SUPPLIED TEXT:
Yes, the Directv units are rated at 85 Mbps (HomePlug Turbo). I haven't had any problems streaming video with Media Share, other than the issues with Media Share itself (the performance seems as good as 100 Mbps ethernet). I'll try hooking both to computers and measure some file transfer speeds. I suspect the Netgear 103 is practically the same (Intellion chip).


----------



## Lord Vader (Sep 20, 2004)

MattWarner said:


> While I definitely agree with that statement, my Netgear units are averaging 50-60mbit per second, which is faster than I got with wireless and, obviously, much faster than my internet connection.
> 
> -Matt


I must admit, my Netgear XE103/104s are consistently running at their maximums. On a related note, when I do a typical speedtest of my ISP anyway, I get 12-14 megs down and 1.5 megs up, which for Comcrap isn't bad at all.


----------



## newsposter (Nov 13, 2003)

Lord Vader said:


> The XE102 is an older and much slower model. The XE103/104s are much better, which is why I upgraded from the former to the latter.


for us with 1.5 dsl would it really matter what we got?

And if i had realized i had a 70 dollar option for wires vs wireless i probably would have done it  my GA is causing dropouts on my network


----------



## bobnielsen (Jun 29, 2006)

The HomePlug 1.0 (14 Mbps) units like the XE102 should be fine with On Demand for most people, but marginal for HD media share (once Directv fixes the bitrate problems) and MRV.


----------



## keep amonte (Oct 2, 2002)

Can I continue to use my Vonage VOIP with these powerline units?


----------



## jwd45244 (Aug 18, 2006)

keep amonte said:


> Can I continue to use my Vonage VOIP with these powerline units?


Sure. They have nothing to do with each other. Powerline adapters use your house electrical wiring to move Ethernet packets around your house. Vonage uses you broadband connection to move voice packets into and out of your house over the internet.

INFORMATION SUPPLIED:
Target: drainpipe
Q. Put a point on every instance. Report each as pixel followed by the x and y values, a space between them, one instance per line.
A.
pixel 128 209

REQUEST 1:
Answer these questions from the powerline adapter thread:
(a) At what speed are the Directv units rated?
(b) What download and upload speeds does Lord Vader get on a typical speedtest of his ISP?
(c) At what speed are HomePlug 1.0 units like the XE102 rated?
REQUEST 2: Write what comes next in the powerline adapter thread, beginning after the final post.

WRITTEN RESPONSE 1:
(a) 85 Mbps (HomePlug Turbo).
(b) 12-14 megs down and 1.5 megs up.
(c) 14 Mbps.

WRITTEN RESPONSE 2:
----------



## keep amonte (Oct 2, 2002)

jwd45244 said:


> Sure. They have nothing to do with each other. Powerline adapters use your house electrical wiring to move Ethernet packets around your house. Vonage uses you broadband connection to move voice packets into and out of your house over the internet.


Thank you!


----------



## bt-rtp (Dec 30, 2005)

+1, I also had the same experience with the Netgear "HD" model, it did not work at all.



Lord Vader said:


> .....<snip>There is an "advanced" model out there, the "HD" model of Netgear, but those things didn't work for me AT ALL....<snip>


----------



## onebohemian (Feb 12, 2008)

When I log in and review the ordering information for the Directv kit, it says something about possibly needing a second kit if this is an initial installation. This is going to be my first powerline install in this house. For those of you with the D* kits, can you tell me whether the one kit came with both the sending unit to plug into your router/modem as well as the receiving unit (powerstrip type) to plug into your HR20/21? Or did the one kit just come with the receiving (powerstrip) end? 

Thanks, 

Mark


----------



## BubblePuppy (Nov 3, 2006)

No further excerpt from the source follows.